Problem statement ::
Using the data below, work out how many lines contain the word "soccer", then state that number without comment.

Natural language region descriptions
[Start of Attachment]

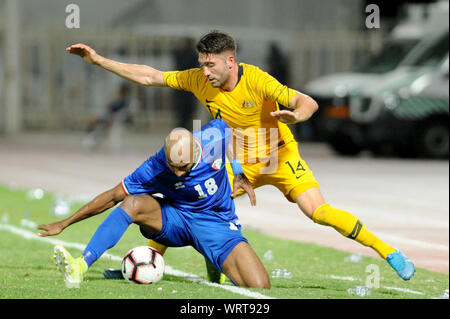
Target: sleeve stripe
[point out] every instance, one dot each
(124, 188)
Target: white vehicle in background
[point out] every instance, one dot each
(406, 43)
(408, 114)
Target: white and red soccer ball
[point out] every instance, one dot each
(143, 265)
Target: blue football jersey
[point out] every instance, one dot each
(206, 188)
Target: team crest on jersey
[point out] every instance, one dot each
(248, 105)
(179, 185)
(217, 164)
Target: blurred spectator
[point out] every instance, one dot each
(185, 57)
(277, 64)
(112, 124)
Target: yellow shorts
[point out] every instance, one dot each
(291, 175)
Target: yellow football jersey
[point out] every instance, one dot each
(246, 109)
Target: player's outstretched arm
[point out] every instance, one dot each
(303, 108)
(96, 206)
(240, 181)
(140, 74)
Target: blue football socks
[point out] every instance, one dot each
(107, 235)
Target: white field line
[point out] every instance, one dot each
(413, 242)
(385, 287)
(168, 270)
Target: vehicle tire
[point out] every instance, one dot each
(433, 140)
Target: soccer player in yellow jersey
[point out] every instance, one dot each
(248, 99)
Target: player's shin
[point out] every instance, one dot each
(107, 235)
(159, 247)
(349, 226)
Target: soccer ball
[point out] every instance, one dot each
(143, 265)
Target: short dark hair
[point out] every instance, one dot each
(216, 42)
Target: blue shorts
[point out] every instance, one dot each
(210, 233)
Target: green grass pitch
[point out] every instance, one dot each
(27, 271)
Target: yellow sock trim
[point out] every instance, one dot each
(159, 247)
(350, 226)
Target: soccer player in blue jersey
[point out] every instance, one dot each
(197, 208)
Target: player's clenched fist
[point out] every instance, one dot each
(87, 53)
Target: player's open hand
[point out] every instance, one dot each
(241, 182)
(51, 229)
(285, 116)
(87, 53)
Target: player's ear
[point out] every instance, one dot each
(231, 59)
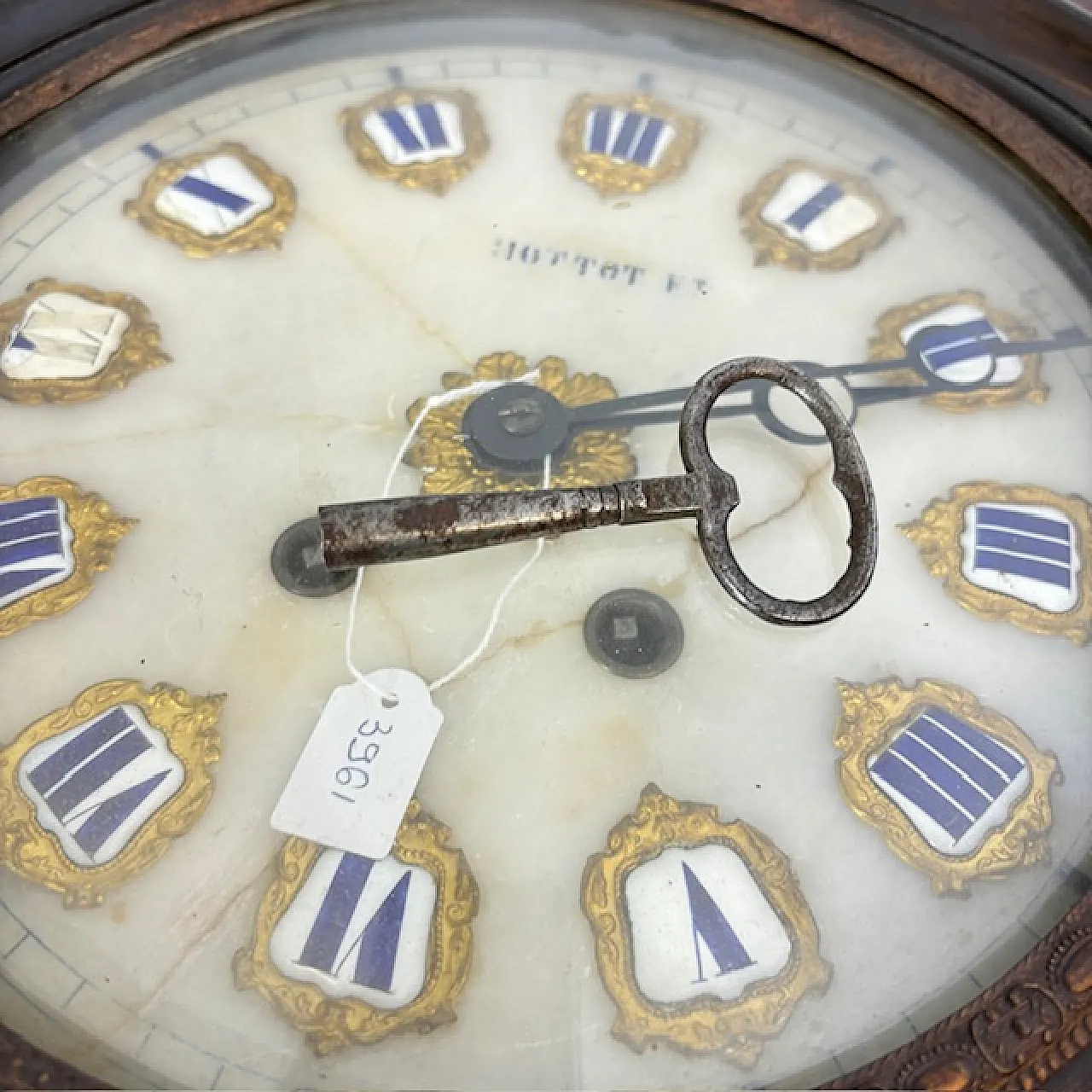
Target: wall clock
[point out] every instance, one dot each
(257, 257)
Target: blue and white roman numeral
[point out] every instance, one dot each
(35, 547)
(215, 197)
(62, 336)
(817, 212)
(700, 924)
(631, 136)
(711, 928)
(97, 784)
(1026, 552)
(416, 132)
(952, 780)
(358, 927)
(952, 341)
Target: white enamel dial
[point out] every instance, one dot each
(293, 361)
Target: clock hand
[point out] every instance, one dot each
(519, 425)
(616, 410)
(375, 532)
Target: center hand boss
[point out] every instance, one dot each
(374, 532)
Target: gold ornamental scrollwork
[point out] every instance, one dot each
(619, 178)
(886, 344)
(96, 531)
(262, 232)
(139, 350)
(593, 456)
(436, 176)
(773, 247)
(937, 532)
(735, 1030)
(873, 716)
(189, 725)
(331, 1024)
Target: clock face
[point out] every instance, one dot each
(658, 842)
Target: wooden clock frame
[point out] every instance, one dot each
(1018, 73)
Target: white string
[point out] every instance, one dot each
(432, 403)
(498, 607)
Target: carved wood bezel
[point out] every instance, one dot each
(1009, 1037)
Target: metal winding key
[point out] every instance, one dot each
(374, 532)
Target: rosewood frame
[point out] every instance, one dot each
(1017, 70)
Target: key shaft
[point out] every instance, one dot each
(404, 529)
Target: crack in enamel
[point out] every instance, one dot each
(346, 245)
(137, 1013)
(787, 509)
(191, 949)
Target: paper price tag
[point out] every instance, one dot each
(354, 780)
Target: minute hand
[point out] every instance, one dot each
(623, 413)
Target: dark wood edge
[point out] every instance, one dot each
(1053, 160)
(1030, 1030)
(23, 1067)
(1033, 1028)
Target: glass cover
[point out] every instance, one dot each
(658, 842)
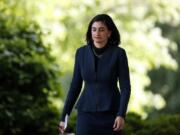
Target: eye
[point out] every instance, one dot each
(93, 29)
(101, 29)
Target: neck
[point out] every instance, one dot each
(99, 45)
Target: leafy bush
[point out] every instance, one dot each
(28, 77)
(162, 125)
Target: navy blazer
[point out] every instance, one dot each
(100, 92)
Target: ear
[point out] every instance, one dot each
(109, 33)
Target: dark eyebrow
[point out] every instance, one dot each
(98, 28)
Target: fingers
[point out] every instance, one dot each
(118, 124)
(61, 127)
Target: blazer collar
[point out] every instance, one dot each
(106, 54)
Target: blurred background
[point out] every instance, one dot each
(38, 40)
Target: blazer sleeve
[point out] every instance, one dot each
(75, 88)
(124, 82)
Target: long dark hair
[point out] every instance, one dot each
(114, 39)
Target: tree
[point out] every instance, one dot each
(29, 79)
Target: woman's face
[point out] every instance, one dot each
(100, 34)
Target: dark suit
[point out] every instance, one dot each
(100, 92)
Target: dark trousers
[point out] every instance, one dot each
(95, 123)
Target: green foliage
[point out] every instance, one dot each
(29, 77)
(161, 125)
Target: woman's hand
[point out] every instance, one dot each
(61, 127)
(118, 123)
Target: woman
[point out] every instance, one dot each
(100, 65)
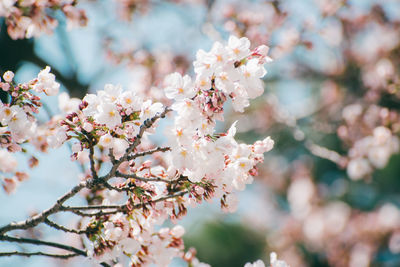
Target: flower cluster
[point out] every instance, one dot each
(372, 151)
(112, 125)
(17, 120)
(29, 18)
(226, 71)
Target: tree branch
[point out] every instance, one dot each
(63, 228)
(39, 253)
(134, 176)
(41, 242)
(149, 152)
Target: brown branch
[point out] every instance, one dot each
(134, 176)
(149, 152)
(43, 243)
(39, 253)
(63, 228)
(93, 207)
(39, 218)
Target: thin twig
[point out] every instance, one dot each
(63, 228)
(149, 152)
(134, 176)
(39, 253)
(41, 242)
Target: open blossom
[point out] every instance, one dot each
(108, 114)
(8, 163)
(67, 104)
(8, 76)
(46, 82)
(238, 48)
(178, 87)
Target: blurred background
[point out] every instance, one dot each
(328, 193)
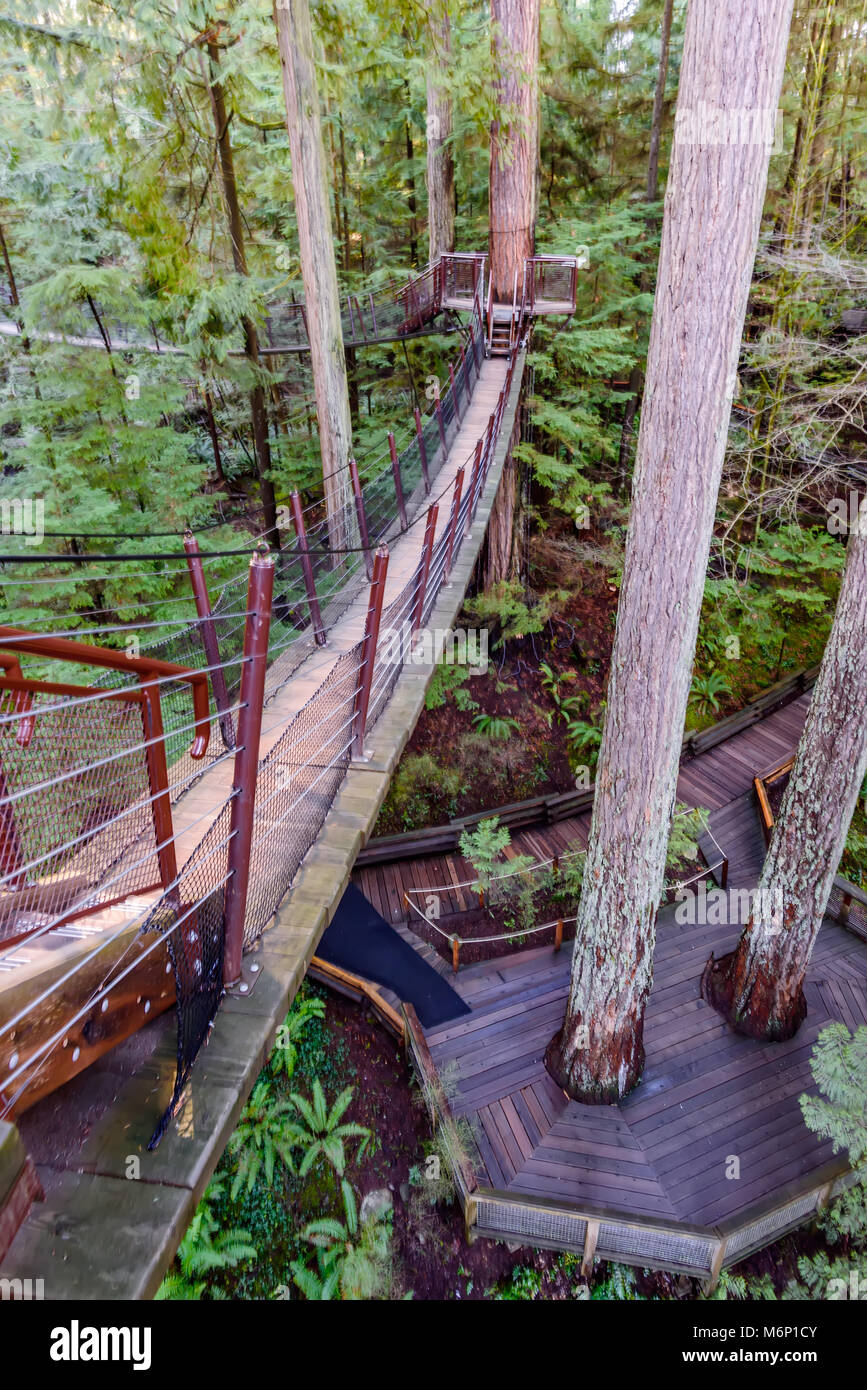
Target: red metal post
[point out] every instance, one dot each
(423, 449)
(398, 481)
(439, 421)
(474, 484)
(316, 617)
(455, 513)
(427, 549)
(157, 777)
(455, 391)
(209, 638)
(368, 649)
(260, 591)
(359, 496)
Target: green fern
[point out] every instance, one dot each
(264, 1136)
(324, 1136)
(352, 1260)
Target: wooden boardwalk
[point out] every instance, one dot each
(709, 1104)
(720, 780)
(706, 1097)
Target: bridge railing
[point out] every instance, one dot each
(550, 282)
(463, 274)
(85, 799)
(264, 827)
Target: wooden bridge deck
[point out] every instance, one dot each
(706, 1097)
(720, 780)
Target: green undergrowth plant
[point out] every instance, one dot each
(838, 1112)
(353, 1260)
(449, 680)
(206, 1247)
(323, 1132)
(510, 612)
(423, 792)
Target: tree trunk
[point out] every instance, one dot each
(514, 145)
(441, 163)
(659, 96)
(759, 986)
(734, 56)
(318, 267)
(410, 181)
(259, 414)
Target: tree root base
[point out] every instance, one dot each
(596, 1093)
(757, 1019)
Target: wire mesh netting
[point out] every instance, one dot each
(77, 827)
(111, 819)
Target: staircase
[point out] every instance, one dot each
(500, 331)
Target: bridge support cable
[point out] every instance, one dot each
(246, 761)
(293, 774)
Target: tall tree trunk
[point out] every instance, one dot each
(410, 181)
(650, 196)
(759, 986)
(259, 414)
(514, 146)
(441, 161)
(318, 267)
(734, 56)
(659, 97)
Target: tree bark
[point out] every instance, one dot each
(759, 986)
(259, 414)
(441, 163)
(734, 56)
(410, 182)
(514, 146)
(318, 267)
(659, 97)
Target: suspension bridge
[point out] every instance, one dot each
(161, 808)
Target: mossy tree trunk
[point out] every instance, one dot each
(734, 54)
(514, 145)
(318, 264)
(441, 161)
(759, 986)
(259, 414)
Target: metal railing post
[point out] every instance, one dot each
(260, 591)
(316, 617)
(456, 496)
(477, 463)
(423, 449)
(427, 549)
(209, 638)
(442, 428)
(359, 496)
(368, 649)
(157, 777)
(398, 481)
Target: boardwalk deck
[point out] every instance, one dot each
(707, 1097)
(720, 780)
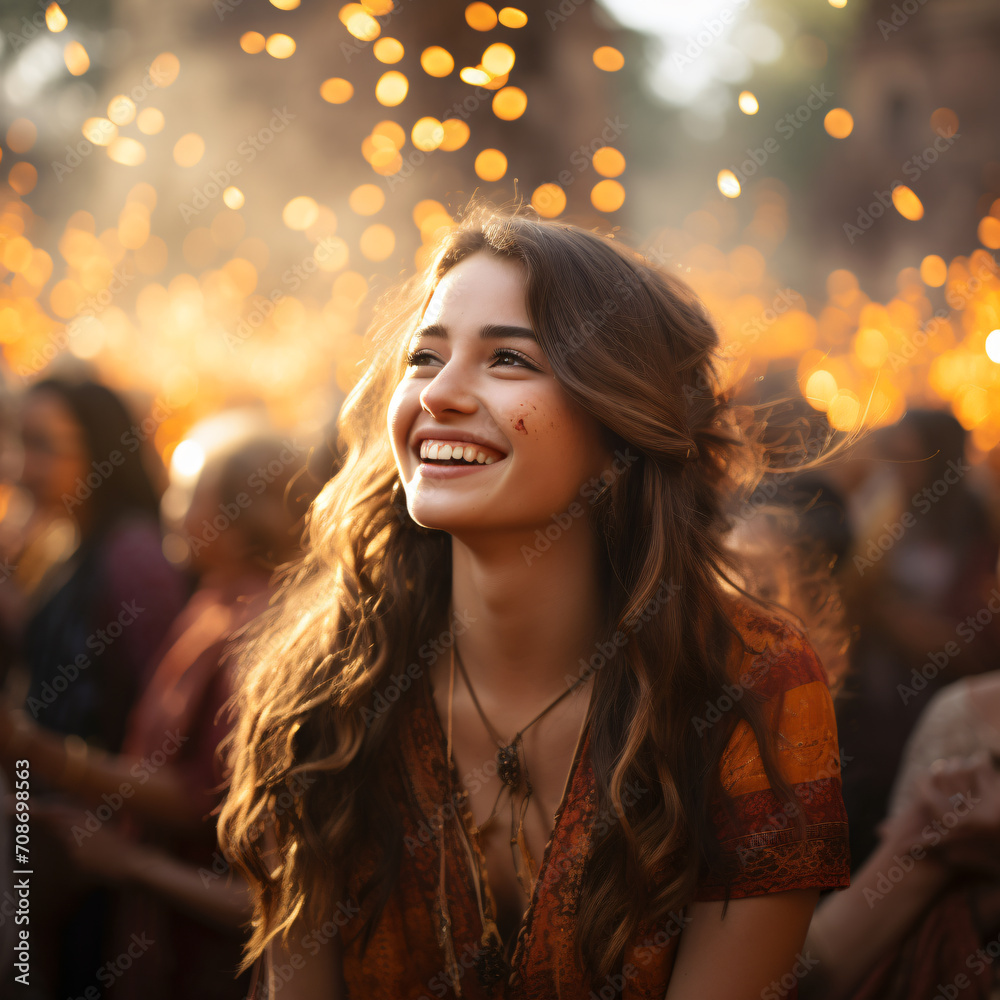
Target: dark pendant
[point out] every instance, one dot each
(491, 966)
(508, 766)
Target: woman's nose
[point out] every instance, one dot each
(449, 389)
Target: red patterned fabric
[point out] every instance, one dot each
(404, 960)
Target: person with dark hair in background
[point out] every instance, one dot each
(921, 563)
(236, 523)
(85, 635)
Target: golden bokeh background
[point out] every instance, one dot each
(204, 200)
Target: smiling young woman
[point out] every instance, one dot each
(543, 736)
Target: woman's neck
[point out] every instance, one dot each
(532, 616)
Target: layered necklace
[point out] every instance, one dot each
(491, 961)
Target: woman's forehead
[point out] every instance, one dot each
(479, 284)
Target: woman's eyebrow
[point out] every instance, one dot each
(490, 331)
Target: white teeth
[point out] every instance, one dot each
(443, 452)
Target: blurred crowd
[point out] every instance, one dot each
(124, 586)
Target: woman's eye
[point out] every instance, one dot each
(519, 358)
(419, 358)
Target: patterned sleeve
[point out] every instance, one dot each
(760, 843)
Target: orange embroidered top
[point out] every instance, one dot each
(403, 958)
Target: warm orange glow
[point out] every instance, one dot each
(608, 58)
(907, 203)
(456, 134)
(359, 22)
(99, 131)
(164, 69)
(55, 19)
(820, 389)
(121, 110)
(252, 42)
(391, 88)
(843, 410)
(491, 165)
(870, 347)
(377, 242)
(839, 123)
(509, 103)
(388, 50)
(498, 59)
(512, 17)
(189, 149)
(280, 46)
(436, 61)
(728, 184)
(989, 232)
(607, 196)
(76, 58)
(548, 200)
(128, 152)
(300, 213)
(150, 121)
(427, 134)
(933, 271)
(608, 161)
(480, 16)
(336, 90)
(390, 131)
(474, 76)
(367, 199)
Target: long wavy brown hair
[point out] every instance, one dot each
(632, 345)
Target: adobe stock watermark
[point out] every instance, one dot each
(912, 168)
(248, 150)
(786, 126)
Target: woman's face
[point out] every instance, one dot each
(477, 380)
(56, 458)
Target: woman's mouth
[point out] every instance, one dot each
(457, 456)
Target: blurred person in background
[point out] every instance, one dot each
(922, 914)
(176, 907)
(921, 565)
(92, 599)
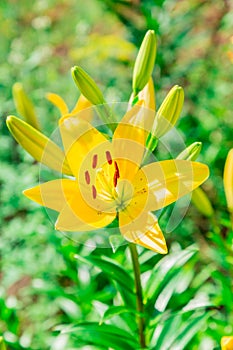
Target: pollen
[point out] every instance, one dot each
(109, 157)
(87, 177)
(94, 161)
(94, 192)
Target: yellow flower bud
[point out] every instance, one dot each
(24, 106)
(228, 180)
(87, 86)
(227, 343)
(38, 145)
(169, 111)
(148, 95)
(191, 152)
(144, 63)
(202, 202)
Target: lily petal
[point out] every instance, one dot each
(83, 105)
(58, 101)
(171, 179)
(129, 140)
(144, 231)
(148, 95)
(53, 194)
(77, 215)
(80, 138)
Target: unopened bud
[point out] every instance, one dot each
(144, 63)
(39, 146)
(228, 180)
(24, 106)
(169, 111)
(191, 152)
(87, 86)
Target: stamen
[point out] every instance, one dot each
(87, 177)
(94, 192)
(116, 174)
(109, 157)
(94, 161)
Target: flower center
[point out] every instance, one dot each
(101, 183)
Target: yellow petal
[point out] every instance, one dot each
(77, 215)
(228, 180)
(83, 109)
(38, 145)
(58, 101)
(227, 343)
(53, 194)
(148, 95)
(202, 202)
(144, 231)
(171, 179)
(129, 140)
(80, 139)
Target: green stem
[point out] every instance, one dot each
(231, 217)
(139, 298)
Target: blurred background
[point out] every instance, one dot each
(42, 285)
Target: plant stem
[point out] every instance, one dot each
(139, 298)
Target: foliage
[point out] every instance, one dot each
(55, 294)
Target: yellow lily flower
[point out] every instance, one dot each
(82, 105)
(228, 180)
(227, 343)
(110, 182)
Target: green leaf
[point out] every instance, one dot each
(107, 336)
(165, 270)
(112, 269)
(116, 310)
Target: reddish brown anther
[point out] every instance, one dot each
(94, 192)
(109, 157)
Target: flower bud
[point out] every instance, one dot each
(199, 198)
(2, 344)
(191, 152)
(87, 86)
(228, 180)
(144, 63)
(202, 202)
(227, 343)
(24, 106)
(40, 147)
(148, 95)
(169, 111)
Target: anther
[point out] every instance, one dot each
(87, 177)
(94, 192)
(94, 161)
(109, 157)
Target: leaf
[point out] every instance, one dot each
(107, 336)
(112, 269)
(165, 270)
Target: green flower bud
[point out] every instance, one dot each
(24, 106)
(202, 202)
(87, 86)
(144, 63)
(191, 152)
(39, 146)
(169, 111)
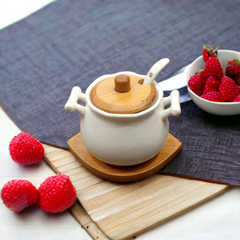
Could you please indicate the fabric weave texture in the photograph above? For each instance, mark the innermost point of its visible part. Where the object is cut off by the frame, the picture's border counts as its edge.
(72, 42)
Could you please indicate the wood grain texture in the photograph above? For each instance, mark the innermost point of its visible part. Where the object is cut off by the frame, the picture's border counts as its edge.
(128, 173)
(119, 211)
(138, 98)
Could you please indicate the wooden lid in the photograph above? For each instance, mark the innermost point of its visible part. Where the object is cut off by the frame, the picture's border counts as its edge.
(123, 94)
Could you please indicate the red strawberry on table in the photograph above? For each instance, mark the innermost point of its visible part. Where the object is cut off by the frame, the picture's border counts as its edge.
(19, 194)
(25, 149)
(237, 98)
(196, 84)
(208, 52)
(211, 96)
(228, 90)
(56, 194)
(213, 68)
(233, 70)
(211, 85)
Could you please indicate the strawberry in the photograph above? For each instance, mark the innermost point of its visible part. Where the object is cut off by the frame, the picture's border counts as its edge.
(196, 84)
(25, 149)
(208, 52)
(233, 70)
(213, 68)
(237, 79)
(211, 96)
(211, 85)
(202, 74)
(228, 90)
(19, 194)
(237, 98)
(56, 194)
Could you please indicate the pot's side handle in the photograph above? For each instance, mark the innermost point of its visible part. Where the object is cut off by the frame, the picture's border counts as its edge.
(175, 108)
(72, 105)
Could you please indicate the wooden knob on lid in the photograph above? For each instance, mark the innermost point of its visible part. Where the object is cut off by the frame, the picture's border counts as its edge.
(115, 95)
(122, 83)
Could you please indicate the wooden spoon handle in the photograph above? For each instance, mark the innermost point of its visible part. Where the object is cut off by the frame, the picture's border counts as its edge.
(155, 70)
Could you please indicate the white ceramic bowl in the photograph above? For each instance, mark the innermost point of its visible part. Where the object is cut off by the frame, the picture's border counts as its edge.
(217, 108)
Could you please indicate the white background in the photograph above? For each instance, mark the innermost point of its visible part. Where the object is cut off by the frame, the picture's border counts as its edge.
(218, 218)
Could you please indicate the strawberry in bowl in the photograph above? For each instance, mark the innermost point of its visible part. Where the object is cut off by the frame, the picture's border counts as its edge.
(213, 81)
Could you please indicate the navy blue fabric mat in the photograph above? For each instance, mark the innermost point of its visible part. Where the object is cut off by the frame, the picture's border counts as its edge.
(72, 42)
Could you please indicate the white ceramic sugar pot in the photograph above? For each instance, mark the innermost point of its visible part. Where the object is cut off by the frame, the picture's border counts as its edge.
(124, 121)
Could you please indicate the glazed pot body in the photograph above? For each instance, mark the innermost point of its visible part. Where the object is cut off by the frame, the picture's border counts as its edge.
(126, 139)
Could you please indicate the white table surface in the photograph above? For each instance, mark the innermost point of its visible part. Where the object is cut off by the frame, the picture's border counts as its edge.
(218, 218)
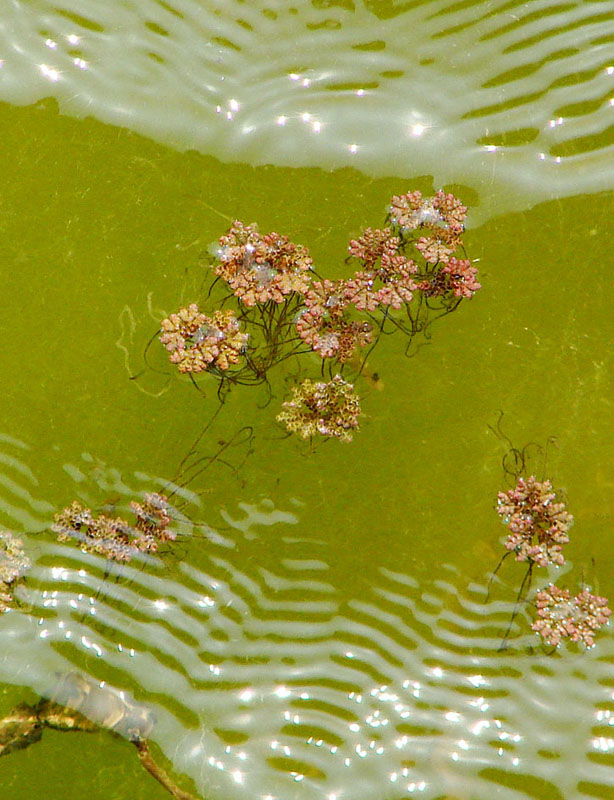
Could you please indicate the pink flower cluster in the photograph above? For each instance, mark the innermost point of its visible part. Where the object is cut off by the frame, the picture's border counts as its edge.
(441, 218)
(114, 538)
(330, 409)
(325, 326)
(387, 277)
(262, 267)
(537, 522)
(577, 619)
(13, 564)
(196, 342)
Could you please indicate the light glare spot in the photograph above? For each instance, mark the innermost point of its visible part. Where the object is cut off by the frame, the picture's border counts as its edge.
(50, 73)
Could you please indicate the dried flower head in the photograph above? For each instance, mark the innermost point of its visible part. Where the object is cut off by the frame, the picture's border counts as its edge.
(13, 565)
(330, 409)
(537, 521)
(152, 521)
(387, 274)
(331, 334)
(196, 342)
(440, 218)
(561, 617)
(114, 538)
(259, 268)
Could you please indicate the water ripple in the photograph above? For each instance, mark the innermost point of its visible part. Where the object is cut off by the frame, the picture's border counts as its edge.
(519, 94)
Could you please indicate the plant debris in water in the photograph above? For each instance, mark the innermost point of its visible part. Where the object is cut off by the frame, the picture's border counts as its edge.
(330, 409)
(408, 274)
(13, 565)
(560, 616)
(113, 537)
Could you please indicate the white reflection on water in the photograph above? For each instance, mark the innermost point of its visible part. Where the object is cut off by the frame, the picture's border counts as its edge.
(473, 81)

[End of Attachment]

Problem solution ::
4